What the task asks:
Here is a listing; restate all of it exactly.

********

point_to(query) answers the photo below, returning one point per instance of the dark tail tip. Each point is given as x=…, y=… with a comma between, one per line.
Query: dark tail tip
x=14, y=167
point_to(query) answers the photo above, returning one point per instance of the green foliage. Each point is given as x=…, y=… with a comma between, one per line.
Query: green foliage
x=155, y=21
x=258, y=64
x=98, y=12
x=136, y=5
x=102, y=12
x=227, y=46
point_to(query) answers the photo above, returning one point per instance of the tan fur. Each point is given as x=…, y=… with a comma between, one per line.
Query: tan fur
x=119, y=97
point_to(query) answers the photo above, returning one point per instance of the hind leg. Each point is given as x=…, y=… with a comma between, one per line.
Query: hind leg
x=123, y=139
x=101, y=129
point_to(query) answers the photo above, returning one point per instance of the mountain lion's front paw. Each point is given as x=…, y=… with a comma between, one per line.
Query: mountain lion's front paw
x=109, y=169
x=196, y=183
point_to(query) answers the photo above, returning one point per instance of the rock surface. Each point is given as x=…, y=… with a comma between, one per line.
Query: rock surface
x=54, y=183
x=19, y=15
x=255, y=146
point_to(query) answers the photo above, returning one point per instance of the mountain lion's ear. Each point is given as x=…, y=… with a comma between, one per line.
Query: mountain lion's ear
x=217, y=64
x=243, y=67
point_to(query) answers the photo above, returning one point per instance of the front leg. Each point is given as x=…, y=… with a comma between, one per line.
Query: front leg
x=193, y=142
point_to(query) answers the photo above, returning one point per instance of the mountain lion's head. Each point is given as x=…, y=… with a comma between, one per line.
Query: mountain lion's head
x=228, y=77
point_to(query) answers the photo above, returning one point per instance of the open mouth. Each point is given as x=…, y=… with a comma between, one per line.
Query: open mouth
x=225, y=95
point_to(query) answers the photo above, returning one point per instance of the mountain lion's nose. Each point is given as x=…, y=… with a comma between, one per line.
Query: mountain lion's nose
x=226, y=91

********

Output of the task:
point_to(query) answers the photo below, returning one point per instance of the dark tail tip. Each point is given as x=…, y=… with a comma between, one per line.
Query: dark tail tip
x=14, y=167
point_to(query) answers the photo above, returning one point per instance of the green foliage. Each point is given as x=…, y=… with a comma between, one per line.
Query: green foliage
x=155, y=21
x=258, y=64
x=98, y=12
x=136, y=5
x=102, y=12
x=227, y=46
point_to(query) answers the photo above, returning one point per instance of the tan fur. Each point is given as x=…, y=… with a comma between, one per line.
Query: tan fur
x=119, y=97
point_to(query) answers the photo above, returning one point per instance of the hind leg. Each point is given as x=…, y=… with a comma between, one per line.
Query: hind leg
x=123, y=139
x=101, y=129
point_to(query) answers the photo above, returning one point per instance of the mountain lion's front paw. Each point is given as x=…, y=… with a comma between, one per line.
Query: mountain lion's front paw
x=109, y=169
x=196, y=183
point_to(query) answers the photo above, returning one point per instance of the rock surface. Each point is given as x=…, y=… with a comma between, one per line.
Query: rock surface
x=54, y=183
x=19, y=15
x=255, y=146
point_to(query) answers the photo above, returning one point per instance of the mountain lion's ear. Each point is given as x=…, y=… with a comma between, one per line.
Query: mountain lion's ear
x=217, y=64
x=243, y=67
point_to(query) answers the photo above, returning one point per instance of the front leg. Each point is given as x=…, y=… with a comma between, one per line.
Query: front leg
x=193, y=142
point_to(query) answers the photo above, returning one point per instance of the mountain lion's head. Each point is given as x=…, y=… with a comma between, one per line.
Query: mountain lion's head
x=228, y=77
point_to(query) answers the photo above, returning one point per instance of the open mouth. Each point is given as x=…, y=… with a comma between, one per line.
Query: open mouth
x=225, y=95
point_to(query) answers the photo above, returning one point per instance of the mountain lion's nose. Each point is given as x=…, y=… with a comma between, one per line.
Query: mountain lion's nose
x=226, y=91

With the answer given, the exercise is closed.